··· READING TEXT
The energy of formation is the heat released or absorbed
(enthalpy change) during the formation of a molecule from its elements, at constant pressure. An alternative name is therefore
'heat of formation'. The elements are assumed to be in their standard states (the most stable form at
25 degrees Celsius and 1 atm, e.g. the O2 molecule for oxygen).
By calculating the energy of formation, you can compare different conformations of one molecule,
as well as different molecules built from the same atoms to to find the most likely one,
i.e. the one with the lowest energy of formation.
If YASARA is set to work in vacuo
(i.e. the pH model has been deactivated), the formation energy is also calculated in vacuo,
otherwise the COSMO implicit solvent model (Klamt A (1995) J. Phys. Chem. 99, 2224) is applied. To illustrate the difference,
the table below shows the heat of formation calculated for the amino acid glycine,
first as a zwitterion (with NH3+ and COO- groups) and then as a non-ionic tautomer
(NH2 and COOH groups):
| Energy (kcal/mol) | NH3-CH2-COO | NH2-CH2-COOH |
| in vacuo | -59.2 | -101.5 |
| in solution | -123.9 | -119.0 |
It is obvious that in vacuo the non-ionic tautomer is more stable,
while the zwitterion sharply wins in solution.
Being a quantum chemistry method,
the number of selected atoms per object is limited, as memory requirements grow quadratically.
As with all energy calculations, the structure should have been optimized
before to obtain meaningful results.
Results are returned in units of either kJ/mol or kcal/mol,
depending on the current EnergyUnit.
Example 1:
FormEnergyObj 3
Calculate the formation energy of object 3.
······
··· INPUT ROWS
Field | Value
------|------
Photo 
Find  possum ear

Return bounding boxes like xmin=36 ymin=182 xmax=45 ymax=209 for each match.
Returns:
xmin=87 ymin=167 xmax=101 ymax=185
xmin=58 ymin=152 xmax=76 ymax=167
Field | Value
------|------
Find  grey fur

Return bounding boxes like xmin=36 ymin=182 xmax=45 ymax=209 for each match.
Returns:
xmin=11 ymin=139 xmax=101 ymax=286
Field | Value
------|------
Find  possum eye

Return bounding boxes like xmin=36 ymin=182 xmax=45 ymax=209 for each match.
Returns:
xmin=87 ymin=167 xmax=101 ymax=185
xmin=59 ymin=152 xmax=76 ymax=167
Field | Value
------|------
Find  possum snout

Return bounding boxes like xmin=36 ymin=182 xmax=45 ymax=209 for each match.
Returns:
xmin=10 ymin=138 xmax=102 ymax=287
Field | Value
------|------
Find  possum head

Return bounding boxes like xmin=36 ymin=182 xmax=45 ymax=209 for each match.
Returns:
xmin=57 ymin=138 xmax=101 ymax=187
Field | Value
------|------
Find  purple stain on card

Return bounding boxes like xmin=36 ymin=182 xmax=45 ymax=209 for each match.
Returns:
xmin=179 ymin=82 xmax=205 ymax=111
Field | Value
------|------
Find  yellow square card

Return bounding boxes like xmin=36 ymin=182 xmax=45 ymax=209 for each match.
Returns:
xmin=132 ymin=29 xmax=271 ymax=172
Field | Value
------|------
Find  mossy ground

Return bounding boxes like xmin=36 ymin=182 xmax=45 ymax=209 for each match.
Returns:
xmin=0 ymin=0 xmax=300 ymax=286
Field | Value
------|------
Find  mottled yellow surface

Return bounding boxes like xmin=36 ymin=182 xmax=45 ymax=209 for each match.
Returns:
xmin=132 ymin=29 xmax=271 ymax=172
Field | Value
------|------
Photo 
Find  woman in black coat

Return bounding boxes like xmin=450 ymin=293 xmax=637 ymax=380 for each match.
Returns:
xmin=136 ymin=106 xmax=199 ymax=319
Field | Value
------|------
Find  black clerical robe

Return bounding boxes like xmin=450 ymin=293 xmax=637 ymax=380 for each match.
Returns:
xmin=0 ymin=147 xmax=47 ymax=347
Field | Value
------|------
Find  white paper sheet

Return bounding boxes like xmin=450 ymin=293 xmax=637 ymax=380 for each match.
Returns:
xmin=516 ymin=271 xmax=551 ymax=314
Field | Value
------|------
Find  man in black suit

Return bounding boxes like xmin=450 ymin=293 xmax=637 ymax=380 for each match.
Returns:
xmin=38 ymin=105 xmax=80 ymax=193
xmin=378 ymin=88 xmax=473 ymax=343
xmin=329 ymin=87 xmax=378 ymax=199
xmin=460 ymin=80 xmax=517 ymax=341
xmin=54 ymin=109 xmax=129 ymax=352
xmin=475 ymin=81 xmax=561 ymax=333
······
__TO BE DONE__
• 1. Reproduce word for word the listing from its first line up to and including the line with "xmin=11 ymin=139 xmax=101 ymax=286".
• 2. Continue the formation energy text from where it stops.
The text about formation energy and the listing have no connection to each other.

__RESULTS BY TASK__
• 1.
Field | Value
------|------
Photo 
Find  possum ear

Return bounding boxes like xmin=36 ymin=182 xmax=45 ymax=209 for each match.
Returns:
xmin=87 ymin=167 xmax=101 ymax=185
xmin=58 ymin=152 xmax=76 ymax=167
Field | Value
------|------
Find  grey fur

Return bounding boxes like xmin=36 ymin=182 xmax=45 ymax=209 for each match.
Returns:
xmin=11 ymin=139 xmax=101 ymax=286

• 2.
Example 2:
energylist() = FormEnergyRes ATP
Calculate the formation energies of all ATP residues and assign the result
(per object) to the list 'energylist'.
Example macro:
# EXAMPLE FormEnergy
# Requires YASARA Dynamics
Clear
QuantumMechanics AM1
phlist='None','7'
envlist='vacuo','water'
Style BallStick
# Calculate AM1 formation energies fist in vacuo, then in water
for i=1 to 2
# Work either in vacuo or water
pH (phlist(i)),update=no
ceny=(1.50-i)*4.5
# Build two glycines, one neutral gas-phase molecule and one zwitterion.
for j=1 to 2
gly = BuildRes Gly
AddHydObj (gly)
if j==1
# Move hydrogen from the N to the O
AddHydAtom OT2 Obj (gly),1
DelAtom H Obj (gly) with maximum distance from OT1 Obj (gly)
PosObj (gly),X=((-1.5+j)*7),Y=(ceny*1.5),Z=7
# Optimize the structure
OptimizeObj (gly)
# And calculate formation energy in the current environment
# (actually we could also get it from the 'Optimize' command directly)
heat = FormEnergyObj (gly)
LabelObj (gly),'(0.00+heat)',Height=0.7,Color=White,Y=-2.2
# Remember result
Tabulate (heat)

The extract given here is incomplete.